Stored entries
○ ○ ○ ○
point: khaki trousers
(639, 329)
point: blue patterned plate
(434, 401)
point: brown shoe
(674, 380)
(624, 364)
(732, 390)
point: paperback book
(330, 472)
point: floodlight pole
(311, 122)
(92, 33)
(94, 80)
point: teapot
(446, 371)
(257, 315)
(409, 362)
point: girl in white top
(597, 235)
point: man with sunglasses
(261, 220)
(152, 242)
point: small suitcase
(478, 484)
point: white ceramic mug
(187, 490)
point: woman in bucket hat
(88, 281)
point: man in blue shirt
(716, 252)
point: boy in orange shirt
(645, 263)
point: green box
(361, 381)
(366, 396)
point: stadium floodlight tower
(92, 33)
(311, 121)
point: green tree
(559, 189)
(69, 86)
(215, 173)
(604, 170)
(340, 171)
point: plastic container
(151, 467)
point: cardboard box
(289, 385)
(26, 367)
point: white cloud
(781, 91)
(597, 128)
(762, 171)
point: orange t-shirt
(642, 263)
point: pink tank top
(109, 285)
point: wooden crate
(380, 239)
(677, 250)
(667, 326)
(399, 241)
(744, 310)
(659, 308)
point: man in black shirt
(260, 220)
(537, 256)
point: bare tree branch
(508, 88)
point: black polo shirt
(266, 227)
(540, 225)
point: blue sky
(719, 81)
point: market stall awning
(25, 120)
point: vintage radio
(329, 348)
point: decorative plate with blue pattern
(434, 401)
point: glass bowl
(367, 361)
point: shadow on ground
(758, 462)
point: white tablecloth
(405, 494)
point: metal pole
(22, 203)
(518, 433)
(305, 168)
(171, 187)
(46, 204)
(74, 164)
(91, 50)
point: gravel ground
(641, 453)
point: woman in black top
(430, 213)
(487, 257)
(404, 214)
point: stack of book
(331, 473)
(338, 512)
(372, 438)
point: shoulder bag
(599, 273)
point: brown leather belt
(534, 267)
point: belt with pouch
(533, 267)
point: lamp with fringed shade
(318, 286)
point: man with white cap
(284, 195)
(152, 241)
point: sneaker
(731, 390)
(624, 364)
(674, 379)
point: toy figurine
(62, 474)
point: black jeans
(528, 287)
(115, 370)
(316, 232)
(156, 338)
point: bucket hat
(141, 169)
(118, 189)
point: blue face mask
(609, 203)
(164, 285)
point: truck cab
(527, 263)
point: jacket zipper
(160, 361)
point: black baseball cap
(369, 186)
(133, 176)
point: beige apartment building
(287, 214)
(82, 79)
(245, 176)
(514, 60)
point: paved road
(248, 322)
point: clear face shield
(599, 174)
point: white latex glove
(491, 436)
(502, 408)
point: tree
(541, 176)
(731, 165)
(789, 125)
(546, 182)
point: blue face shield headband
○ ○ ○ ○
Directions :: Exactly repeat the lines from the line that contains "point: sneaker" to the end of the entries, both included, and leave out all other lines.

Completed task ::
point: sneaker
(731, 390)
(624, 364)
(674, 379)
point: toy figurine
(62, 474)
point: black jeans
(528, 287)
(115, 370)
(316, 232)
(156, 338)
point: bucket hat
(141, 169)
(118, 189)
point: blue face mask
(609, 203)
(164, 285)
point: truck cab
(527, 263)
point: jacket zipper
(160, 361)
point: black baseball cap
(369, 186)
(133, 176)
point: beige apartment building
(287, 214)
(82, 79)
(245, 176)
(514, 60)
point: paved road
(248, 322)
point: clear face shield
(599, 174)
point: white latex glove
(491, 436)
(502, 408)
point: tree
(541, 176)
(731, 165)
(789, 125)
(546, 182)
point: blue face shield headband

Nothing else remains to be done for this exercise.